## [STORED DATA]
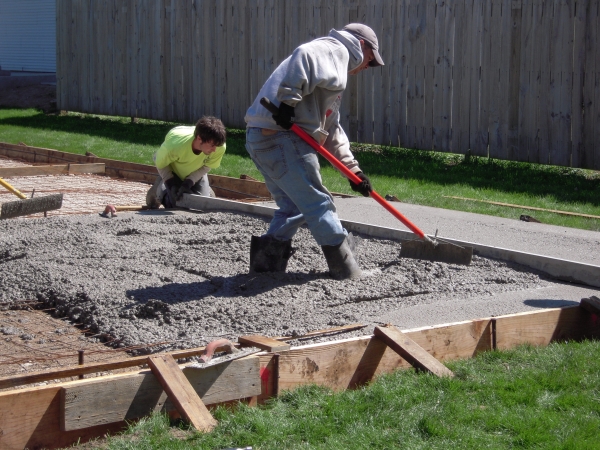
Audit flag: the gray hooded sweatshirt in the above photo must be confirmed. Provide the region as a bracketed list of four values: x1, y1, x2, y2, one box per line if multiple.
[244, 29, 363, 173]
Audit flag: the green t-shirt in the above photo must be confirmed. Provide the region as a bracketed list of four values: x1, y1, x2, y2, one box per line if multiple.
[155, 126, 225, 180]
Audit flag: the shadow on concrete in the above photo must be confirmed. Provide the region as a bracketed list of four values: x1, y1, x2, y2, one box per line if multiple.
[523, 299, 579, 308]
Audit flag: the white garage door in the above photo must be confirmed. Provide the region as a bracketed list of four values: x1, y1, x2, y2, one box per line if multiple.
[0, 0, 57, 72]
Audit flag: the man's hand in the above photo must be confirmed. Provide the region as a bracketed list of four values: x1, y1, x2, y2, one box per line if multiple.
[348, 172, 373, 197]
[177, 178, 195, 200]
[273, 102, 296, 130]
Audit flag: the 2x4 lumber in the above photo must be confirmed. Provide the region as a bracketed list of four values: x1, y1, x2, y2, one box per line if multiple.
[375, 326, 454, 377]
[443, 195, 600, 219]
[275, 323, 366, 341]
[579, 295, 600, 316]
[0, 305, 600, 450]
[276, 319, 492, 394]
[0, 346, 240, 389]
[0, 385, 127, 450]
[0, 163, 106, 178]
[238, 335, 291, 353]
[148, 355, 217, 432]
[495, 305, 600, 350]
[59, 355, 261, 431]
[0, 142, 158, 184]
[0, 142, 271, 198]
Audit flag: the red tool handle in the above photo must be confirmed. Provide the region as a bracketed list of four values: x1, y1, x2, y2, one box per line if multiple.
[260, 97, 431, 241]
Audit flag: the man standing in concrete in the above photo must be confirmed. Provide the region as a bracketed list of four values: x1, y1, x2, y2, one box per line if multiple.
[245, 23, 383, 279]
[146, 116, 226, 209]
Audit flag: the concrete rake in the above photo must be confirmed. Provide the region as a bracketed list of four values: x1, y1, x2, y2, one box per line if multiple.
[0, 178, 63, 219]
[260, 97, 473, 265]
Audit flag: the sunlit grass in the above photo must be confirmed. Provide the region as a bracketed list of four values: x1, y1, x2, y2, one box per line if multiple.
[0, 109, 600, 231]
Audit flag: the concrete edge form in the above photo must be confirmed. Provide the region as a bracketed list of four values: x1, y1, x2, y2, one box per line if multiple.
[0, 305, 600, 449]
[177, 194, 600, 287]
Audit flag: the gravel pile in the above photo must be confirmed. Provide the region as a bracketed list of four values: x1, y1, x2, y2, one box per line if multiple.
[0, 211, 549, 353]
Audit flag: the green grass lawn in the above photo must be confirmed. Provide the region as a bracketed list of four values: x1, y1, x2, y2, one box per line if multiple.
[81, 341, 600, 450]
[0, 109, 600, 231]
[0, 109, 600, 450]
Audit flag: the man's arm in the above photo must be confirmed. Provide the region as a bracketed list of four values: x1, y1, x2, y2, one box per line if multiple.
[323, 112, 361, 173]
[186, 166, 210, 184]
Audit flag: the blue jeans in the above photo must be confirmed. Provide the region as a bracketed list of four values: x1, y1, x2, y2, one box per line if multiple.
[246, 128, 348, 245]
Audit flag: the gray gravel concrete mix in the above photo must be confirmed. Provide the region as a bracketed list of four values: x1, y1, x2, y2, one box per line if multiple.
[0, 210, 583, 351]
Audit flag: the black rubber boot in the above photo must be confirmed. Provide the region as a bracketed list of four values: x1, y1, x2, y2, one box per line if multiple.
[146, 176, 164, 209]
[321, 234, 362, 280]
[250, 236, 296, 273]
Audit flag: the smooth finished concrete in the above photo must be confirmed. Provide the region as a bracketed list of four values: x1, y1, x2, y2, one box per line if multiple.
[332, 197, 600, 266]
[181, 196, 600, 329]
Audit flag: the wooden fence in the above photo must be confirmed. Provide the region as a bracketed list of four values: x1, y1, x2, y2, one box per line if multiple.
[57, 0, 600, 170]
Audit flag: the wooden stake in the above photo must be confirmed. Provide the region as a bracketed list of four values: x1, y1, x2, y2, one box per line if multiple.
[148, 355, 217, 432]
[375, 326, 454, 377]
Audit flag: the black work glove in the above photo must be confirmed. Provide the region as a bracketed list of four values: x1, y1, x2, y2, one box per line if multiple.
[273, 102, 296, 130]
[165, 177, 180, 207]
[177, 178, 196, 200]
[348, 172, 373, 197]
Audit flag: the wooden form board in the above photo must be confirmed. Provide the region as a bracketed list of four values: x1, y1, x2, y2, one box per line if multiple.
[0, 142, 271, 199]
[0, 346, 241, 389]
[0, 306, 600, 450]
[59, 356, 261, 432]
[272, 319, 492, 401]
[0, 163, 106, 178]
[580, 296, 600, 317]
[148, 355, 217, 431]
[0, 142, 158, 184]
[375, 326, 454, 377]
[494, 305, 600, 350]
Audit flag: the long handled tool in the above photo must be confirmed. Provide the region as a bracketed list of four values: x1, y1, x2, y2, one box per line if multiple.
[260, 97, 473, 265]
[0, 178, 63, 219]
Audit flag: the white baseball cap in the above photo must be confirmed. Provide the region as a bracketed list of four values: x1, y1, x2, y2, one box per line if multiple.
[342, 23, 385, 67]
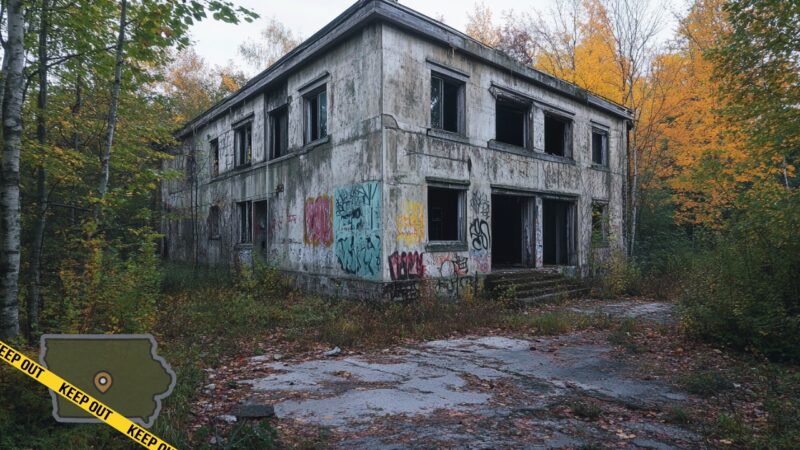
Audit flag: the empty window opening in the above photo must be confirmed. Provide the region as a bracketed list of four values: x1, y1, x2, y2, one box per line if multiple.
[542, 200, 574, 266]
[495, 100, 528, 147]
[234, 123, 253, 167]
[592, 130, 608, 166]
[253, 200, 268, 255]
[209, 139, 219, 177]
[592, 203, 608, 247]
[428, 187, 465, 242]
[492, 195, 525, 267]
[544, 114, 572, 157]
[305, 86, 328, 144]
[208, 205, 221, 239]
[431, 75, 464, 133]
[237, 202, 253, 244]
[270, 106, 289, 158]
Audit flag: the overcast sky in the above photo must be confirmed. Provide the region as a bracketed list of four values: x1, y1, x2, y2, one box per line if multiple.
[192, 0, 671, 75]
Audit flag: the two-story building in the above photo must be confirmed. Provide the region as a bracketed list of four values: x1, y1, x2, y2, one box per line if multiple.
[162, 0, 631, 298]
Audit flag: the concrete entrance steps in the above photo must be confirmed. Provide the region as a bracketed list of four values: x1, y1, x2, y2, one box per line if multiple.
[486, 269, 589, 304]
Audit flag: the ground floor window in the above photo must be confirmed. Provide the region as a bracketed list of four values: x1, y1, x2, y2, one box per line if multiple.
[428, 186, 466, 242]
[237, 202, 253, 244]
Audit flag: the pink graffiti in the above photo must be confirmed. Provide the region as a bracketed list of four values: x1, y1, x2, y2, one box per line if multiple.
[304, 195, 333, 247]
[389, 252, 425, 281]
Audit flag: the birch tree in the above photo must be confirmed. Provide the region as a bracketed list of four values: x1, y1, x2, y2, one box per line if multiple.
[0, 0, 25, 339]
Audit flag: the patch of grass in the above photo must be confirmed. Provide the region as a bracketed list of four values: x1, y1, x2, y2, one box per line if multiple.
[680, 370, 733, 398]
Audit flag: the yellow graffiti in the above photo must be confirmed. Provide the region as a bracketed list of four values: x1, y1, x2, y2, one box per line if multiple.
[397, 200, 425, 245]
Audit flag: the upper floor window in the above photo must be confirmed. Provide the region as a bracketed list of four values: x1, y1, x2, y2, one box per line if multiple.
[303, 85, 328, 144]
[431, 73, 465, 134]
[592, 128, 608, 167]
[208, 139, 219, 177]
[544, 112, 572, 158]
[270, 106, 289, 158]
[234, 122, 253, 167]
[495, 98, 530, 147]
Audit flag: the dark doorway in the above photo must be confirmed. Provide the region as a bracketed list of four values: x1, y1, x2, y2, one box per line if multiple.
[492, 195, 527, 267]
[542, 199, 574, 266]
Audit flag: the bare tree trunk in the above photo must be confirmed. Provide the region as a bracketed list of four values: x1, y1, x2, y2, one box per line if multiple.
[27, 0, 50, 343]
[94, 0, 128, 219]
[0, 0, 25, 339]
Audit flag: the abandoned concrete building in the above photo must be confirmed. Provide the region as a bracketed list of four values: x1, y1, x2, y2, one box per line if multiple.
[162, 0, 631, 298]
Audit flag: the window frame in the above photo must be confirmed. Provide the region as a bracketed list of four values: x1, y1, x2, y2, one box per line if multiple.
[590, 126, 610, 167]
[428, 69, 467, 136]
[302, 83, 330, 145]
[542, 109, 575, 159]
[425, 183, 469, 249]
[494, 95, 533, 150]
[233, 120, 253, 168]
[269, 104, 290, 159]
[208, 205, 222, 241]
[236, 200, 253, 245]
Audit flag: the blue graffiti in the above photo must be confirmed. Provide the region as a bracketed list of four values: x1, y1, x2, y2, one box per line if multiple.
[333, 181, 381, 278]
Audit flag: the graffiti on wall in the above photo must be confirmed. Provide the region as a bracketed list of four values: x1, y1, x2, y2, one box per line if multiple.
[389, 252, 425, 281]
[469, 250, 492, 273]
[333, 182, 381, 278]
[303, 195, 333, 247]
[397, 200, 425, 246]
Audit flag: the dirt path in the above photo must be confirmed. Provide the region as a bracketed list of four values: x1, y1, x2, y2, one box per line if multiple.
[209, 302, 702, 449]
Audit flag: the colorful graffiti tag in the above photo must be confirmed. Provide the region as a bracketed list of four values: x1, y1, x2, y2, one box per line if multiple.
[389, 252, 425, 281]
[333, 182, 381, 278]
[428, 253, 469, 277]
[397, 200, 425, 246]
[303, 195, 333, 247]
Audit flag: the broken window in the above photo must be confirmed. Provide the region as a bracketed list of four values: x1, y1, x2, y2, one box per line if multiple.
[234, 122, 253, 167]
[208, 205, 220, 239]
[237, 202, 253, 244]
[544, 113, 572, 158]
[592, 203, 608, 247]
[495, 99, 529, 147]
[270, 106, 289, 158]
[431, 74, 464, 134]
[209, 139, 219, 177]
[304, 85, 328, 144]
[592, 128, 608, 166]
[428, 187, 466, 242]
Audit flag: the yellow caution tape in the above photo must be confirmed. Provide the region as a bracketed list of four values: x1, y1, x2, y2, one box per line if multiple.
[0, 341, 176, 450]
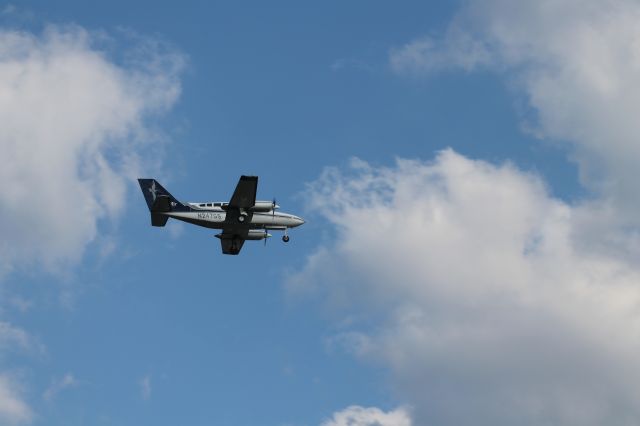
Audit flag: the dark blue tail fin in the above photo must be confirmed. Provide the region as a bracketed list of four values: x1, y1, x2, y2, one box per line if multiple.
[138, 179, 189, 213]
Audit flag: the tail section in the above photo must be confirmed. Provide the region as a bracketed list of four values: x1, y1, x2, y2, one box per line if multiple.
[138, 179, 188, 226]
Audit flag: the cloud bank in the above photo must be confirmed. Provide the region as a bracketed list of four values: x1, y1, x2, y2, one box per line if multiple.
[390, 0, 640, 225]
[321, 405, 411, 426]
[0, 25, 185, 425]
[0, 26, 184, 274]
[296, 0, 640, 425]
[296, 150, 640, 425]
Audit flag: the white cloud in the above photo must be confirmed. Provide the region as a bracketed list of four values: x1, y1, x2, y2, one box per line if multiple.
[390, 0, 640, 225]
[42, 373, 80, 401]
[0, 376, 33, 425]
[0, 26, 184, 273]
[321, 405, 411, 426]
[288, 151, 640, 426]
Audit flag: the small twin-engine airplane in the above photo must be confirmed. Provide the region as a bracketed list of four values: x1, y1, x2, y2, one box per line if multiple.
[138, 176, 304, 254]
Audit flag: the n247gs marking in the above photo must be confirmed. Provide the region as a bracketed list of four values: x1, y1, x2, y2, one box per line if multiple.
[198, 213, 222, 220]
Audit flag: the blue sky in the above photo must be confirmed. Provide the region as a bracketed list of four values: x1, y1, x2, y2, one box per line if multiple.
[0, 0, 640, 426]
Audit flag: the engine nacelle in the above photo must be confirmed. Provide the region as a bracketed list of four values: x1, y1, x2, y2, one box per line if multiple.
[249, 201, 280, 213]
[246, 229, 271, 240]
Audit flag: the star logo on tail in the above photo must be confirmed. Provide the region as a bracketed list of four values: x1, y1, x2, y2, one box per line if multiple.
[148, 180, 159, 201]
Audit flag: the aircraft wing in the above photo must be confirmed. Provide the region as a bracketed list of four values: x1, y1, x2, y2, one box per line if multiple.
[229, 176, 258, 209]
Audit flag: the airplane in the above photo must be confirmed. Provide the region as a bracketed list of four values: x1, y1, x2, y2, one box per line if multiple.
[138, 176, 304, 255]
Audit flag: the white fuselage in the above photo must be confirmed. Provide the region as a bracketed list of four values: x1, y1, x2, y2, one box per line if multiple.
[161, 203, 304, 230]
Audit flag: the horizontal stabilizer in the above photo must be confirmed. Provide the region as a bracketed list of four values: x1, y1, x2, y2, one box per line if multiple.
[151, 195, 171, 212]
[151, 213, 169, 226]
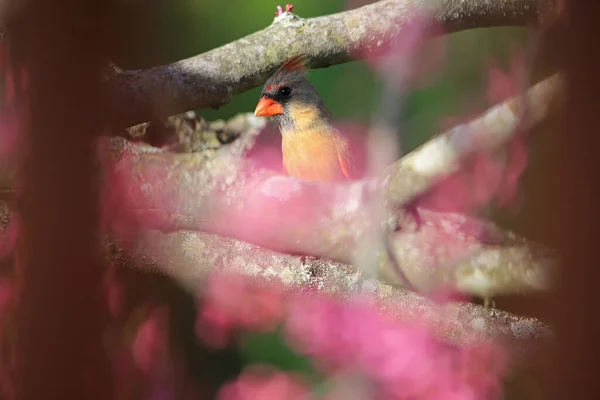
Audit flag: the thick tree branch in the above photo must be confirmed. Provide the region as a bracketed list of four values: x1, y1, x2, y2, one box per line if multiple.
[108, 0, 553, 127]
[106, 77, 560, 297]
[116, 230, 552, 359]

## [GIVEN INSTRUCTION]
Could you put the rows from the line with "Audit flag: the bare" to the line with "[0, 341, 176, 450]", both included, into a two-column CSV with the headers text and answer? Give one CSV line per row, with its text and its answer each in one quoted field and line breaks turned into spaces.

## [RESPONSE TO THE EXERCISE]
text,answer
"Audit flag: the bare tree trunk in the above photo must be confirmed. Provide the region as a bracketed list of four values: x1, y1, x2, y2, one box per line if multiple.","[27, 0, 50, 343] [94, 0, 128, 219] [0, 0, 25, 339]"
"Audit flag: the abandoned concrete building in the above photo must be confirmed. Provide the region as a bracketed list of four values: x1, y1, x2, y2, one box per line if multiple.","[162, 0, 631, 298]"
"Audit flag: the window frame in the above photo must be confirmed. Provide the region as a bracketed list of four values: x1, y1, x2, y2, one box per line if multiple.","[590, 126, 610, 167] [428, 69, 467, 136] [302, 83, 330, 145] [542, 109, 575, 159] [425, 183, 469, 249] [494, 95, 533, 150] [233, 120, 253, 168] [269, 104, 290, 159] [208, 205, 222, 241] [236, 200, 253, 245]"
"Audit flag: the blue graffiti in the above photo must be confirmed. Provide the region as a bracketed list of four values: x1, y1, x2, y2, one box per line if multiple.","[333, 181, 381, 278]"
"Audit flag: the graffiti on wall in the above photo must be confirmed. Provide the region as a bracketed list of four values: x1, y1, x2, y2, one box per line if multiple.","[389, 252, 425, 281] [469, 250, 492, 273] [333, 182, 381, 278] [303, 195, 333, 247] [397, 200, 425, 246]"
"Audit flag: the dirt path in the above photo must be confirmed. Provide the region as a bracketed list of four values: x1, y1, x2, y2, one box per line if multiple.","[209, 302, 702, 449]"
"Audit flag: the colorful graffiti tag in the above photo must be confirmed. Provide the region as a bracketed list of four values: x1, y1, x2, y2, one box per line if multiple.","[389, 252, 425, 281] [333, 182, 381, 278] [428, 253, 469, 277] [397, 200, 425, 246] [303, 195, 333, 247]"
"Audit flag: the broken window in the above photo must be confirmed. Provide the region as a bracketed list of four values: x1, y1, x2, y2, one box per line if multiple.","[234, 122, 253, 167] [208, 205, 220, 239] [237, 202, 253, 244] [544, 113, 572, 158] [592, 203, 608, 247] [495, 99, 529, 147] [270, 106, 289, 158] [431, 74, 464, 134] [209, 139, 219, 177] [304, 85, 328, 144] [592, 128, 608, 166] [428, 187, 466, 242]"
"Audit flag: the yellow caution tape in the above photo must be confirmed. Provide the region as a bracketed list of four values: x1, y1, x2, y2, one box per line if multiple.","[0, 341, 176, 450]"